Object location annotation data
....
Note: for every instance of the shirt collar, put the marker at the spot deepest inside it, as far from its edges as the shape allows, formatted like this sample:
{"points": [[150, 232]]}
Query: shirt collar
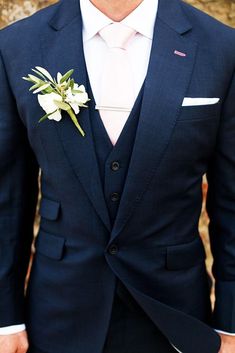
{"points": [[142, 19]]}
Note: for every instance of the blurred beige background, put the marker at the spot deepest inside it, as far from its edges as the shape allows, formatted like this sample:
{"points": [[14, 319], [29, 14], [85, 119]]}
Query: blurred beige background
{"points": [[11, 10], [223, 10]]}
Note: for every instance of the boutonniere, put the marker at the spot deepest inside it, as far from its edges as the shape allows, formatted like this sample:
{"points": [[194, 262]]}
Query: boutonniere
{"points": [[56, 95]]}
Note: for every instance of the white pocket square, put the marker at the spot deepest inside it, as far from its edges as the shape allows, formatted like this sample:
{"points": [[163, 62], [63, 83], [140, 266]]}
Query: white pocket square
{"points": [[187, 102]]}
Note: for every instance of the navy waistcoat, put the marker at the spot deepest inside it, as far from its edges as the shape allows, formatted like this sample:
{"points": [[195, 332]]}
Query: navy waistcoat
{"points": [[114, 161]]}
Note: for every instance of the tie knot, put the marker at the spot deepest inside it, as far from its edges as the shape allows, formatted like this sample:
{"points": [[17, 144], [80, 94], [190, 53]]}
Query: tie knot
{"points": [[117, 35]]}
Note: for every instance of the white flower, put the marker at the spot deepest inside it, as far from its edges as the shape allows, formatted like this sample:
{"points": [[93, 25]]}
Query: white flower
{"points": [[47, 102], [74, 99]]}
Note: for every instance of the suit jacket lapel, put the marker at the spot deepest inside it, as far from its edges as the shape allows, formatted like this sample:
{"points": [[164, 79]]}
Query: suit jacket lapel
{"points": [[165, 87], [62, 49]]}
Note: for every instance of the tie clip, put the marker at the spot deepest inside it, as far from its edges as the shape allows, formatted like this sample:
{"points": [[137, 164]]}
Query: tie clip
{"points": [[105, 107]]}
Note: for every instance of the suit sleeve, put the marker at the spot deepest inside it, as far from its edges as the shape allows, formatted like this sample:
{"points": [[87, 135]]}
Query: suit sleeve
{"points": [[221, 210], [18, 197]]}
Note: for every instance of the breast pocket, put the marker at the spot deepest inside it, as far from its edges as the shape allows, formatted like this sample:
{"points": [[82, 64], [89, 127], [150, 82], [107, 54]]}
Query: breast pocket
{"points": [[199, 113], [49, 209]]}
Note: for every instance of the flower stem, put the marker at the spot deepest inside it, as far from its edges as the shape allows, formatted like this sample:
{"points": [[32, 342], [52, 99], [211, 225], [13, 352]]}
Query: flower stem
{"points": [[74, 119]]}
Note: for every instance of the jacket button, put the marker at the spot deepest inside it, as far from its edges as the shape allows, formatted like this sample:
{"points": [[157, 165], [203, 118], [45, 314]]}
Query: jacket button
{"points": [[113, 249], [115, 166], [115, 197]]}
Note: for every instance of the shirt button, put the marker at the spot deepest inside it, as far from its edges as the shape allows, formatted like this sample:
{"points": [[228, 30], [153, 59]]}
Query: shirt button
{"points": [[115, 166], [113, 249], [115, 197]]}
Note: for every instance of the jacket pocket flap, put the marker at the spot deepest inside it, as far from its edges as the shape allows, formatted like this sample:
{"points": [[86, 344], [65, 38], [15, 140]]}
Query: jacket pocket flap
{"points": [[50, 245], [49, 209], [185, 255]]}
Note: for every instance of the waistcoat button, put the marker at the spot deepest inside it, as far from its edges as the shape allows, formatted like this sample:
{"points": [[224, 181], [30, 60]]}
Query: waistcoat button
{"points": [[115, 197], [113, 249], [115, 166]]}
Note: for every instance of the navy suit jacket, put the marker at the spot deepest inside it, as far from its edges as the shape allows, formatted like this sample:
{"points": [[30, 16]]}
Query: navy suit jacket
{"points": [[159, 257]]}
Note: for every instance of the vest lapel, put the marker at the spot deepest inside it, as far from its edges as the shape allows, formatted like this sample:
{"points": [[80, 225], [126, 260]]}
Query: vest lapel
{"points": [[165, 87], [62, 49]]}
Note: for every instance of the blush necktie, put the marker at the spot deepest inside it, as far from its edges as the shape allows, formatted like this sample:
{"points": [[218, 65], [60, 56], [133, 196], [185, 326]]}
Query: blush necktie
{"points": [[117, 86]]}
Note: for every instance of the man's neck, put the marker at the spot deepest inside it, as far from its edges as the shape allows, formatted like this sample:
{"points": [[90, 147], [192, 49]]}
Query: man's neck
{"points": [[117, 10]]}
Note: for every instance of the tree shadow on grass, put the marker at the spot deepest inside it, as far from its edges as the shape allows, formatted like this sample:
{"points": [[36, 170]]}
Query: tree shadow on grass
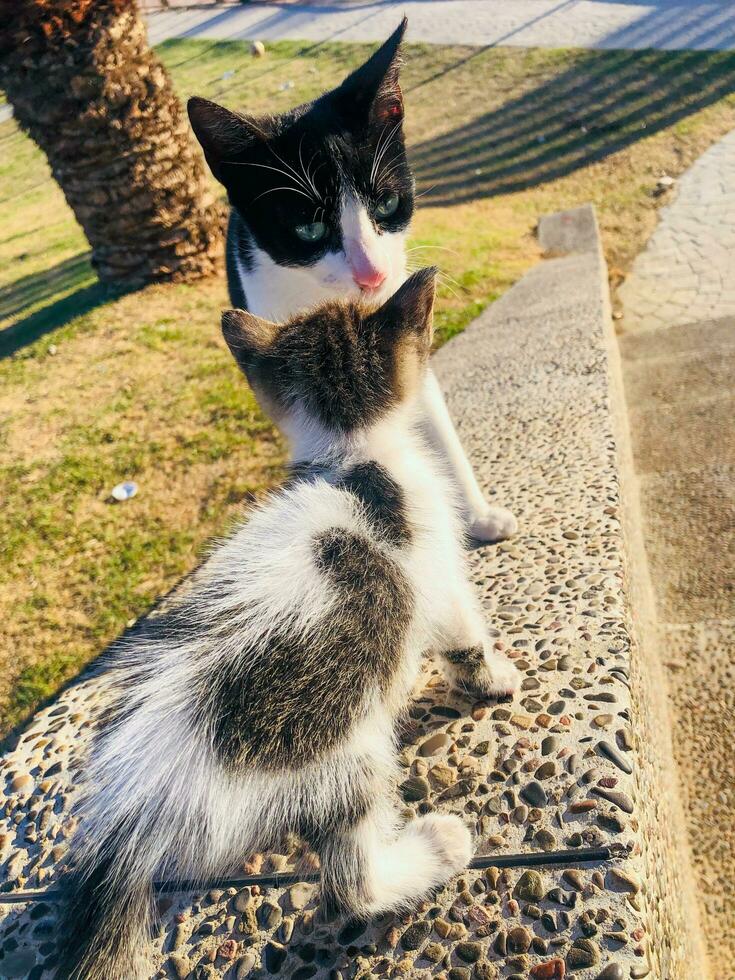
{"points": [[604, 103], [39, 287]]}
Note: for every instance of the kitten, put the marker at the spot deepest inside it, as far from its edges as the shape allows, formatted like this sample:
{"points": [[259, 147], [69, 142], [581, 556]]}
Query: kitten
{"points": [[322, 197], [265, 702]]}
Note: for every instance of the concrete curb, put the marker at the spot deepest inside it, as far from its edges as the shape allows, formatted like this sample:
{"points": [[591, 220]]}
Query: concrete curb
{"points": [[579, 758]]}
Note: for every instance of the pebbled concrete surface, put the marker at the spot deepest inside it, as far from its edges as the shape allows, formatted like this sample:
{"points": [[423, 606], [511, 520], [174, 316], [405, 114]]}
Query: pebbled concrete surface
{"points": [[678, 350], [664, 24], [560, 766]]}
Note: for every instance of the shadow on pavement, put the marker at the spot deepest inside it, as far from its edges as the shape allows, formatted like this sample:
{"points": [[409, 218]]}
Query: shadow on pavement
{"points": [[605, 102]]}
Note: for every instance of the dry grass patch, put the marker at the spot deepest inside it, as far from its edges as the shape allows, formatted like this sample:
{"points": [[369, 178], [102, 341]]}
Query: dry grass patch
{"points": [[101, 389]]}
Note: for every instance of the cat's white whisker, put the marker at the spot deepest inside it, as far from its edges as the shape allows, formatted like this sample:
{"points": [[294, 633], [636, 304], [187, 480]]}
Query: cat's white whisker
{"points": [[272, 190], [310, 183]]}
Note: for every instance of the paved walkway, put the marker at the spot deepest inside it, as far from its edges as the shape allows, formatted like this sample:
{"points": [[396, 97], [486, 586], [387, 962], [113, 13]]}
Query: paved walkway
{"points": [[664, 24], [687, 272], [678, 351]]}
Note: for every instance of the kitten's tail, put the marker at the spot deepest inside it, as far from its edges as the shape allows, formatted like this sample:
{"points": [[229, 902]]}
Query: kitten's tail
{"points": [[107, 913]]}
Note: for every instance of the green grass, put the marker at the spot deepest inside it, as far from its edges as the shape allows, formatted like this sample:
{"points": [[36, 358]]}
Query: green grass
{"points": [[140, 386]]}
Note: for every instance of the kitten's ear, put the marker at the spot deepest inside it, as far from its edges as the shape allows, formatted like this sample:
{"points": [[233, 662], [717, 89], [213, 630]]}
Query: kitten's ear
{"points": [[372, 91], [223, 134], [411, 307], [247, 335]]}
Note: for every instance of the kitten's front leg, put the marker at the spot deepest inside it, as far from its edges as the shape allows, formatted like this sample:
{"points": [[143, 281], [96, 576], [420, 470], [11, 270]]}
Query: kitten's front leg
{"points": [[485, 522], [480, 672], [474, 668]]}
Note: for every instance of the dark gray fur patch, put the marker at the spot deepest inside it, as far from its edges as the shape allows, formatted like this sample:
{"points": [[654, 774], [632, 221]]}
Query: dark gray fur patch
{"points": [[287, 706], [382, 498], [342, 363]]}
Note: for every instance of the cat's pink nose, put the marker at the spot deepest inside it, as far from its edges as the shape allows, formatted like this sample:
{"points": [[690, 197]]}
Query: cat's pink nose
{"points": [[369, 279]]}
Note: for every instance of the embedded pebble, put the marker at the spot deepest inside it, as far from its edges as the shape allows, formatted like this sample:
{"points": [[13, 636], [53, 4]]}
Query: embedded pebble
{"points": [[530, 887], [613, 971], [416, 935], [534, 793], [434, 744]]}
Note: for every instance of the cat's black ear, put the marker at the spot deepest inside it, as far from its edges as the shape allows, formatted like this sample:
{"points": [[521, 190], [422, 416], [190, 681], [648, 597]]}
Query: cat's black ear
{"points": [[372, 92], [247, 335], [223, 134], [411, 307]]}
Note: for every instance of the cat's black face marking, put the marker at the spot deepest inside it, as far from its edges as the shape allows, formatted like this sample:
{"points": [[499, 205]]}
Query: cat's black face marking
{"points": [[382, 498], [289, 177], [344, 365]]}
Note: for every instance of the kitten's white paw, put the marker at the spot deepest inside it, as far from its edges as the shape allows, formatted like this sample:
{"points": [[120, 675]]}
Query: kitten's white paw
{"points": [[493, 524], [449, 838], [495, 678], [504, 677]]}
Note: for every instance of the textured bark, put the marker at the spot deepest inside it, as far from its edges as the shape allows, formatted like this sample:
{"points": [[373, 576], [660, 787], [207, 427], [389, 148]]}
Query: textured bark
{"points": [[87, 88]]}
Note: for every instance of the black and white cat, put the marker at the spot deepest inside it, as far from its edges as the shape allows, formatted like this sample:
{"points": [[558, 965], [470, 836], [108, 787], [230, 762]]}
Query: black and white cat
{"points": [[265, 702], [322, 197]]}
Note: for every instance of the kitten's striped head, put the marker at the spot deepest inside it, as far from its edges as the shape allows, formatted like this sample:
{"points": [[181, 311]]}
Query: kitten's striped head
{"points": [[342, 366], [326, 187]]}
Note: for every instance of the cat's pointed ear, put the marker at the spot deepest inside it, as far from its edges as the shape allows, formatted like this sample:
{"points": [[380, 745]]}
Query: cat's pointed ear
{"points": [[247, 335], [373, 91], [223, 134], [411, 307]]}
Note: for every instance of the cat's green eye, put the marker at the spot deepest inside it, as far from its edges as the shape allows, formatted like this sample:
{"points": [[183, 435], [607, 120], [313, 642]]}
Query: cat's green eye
{"points": [[313, 232], [387, 205]]}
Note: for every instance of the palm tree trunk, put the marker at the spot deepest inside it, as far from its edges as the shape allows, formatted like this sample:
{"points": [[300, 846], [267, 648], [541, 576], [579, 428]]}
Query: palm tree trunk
{"points": [[87, 88]]}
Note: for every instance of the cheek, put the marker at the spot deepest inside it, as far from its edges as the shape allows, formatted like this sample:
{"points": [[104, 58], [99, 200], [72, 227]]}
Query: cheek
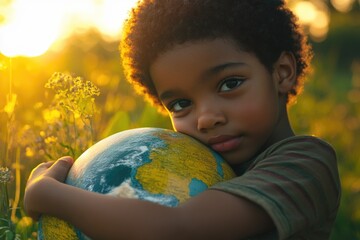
{"points": [[180, 125], [258, 114]]}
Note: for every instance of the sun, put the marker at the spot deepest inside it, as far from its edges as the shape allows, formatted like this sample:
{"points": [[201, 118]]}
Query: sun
{"points": [[30, 28]]}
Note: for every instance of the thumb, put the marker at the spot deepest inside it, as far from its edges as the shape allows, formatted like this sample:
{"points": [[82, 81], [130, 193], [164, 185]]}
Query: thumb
{"points": [[60, 168]]}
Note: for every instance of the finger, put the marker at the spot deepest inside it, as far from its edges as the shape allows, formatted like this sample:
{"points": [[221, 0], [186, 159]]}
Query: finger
{"points": [[60, 168], [40, 168]]}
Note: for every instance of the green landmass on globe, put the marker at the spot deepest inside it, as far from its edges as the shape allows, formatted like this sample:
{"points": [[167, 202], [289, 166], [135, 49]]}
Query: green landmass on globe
{"points": [[151, 164]]}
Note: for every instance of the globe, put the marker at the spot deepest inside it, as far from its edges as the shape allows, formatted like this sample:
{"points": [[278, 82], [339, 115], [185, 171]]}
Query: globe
{"points": [[151, 164]]}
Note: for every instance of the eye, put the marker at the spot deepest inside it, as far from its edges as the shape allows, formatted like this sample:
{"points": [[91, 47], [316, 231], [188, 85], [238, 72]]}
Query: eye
{"points": [[230, 83], [179, 105]]}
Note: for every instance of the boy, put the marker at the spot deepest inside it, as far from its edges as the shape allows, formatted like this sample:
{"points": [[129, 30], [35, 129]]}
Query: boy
{"points": [[225, 71]]}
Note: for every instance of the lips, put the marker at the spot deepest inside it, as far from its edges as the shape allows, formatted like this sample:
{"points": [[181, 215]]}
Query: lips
{"points": [[224, 143]]}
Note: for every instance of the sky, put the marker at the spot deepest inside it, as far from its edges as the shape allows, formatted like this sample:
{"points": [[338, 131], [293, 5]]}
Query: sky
{"points": [[31, 27]]}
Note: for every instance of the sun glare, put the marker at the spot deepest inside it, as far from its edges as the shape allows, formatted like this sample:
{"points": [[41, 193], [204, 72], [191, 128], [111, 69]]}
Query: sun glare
{"points": [[30, 28]]}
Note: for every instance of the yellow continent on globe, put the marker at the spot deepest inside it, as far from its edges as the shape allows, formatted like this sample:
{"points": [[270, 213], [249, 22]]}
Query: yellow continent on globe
{"points": [[173, 165]]}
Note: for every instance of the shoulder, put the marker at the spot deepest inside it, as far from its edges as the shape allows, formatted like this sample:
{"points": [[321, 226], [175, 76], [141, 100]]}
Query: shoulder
{"points": [[296, 181]]}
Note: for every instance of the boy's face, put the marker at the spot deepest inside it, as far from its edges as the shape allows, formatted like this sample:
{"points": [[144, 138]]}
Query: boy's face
{"points": [[220, 95]]}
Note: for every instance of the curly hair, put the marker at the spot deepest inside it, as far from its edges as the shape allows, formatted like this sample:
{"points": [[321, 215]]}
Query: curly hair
{"points": [[264, 27]]}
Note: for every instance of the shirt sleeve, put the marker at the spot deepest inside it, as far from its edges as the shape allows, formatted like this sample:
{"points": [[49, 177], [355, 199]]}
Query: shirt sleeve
{"points": [[296, 182]]}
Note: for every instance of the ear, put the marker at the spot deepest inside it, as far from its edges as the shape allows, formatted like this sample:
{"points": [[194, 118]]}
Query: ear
{"points": [[284, 73]]}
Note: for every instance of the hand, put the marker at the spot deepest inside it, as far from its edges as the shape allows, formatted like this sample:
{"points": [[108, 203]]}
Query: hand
{"points": [[39, 183]]}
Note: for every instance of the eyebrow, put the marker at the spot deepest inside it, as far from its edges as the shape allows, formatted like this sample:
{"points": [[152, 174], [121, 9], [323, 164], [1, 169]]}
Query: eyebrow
{"points": [[219, 68], [212, 71]]}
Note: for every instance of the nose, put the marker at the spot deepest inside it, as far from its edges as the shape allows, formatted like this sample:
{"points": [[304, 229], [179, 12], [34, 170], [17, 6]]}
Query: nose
{"points": [[210, 118]]}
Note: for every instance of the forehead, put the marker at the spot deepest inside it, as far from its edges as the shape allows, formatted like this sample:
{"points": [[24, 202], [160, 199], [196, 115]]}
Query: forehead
{"points": [[195, 57]]}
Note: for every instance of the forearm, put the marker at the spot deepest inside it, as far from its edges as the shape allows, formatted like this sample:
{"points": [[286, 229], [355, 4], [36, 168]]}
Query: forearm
{"points": [[105, 217]]}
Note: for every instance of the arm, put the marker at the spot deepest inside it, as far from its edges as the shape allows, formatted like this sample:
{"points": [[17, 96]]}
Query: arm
{"points": [[211, 215]]}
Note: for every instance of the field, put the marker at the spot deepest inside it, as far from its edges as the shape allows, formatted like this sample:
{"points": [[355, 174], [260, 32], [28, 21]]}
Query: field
{"points": [[41, 118]]}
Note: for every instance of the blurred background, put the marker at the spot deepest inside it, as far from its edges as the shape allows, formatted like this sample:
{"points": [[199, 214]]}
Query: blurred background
{"points": [[41, 37]]}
....
# [SHORT EXERCISE]
Produce an exact repeat of the lines from the one containing "Note: for every instance of the forearm, put" through the last line of the data, and nothing more.

# [SOLUTION FOR THIS EXERCISE]
Note: for every instance of the forearm, put the marker at the spot deepest inside it, as far from its edges as the shape allows, formatted like this sample:
{"points": [[286, 229], [355, 4], [36, 168]]}
Query: forearm
{"points": [[105, 217]]}
Note: for every instance of the arm, put the marker at the spot deepest inside it, as far from its edges as the shape allows, formatted like this sample:
{"points": [[17, 96]]}
Query: arm
{"points": [[211, 215]]}
Note: for every instance of the field, put the marker at the spot deepest inside it, as far from its edges as the shape allows, formatted like this sample:
{"points": [[355, 174], [260, 32], [28, 21]]}
Query: field
{"points": [[41, 118]]}
Note: for every instance of the blurred background, put the marker at the spot deepest inside it, as far from its edges as the shape allows, formatted like this sample:
{"points": [[199, 214]]}
Query: blurred background
{"points": [[41, 37]]}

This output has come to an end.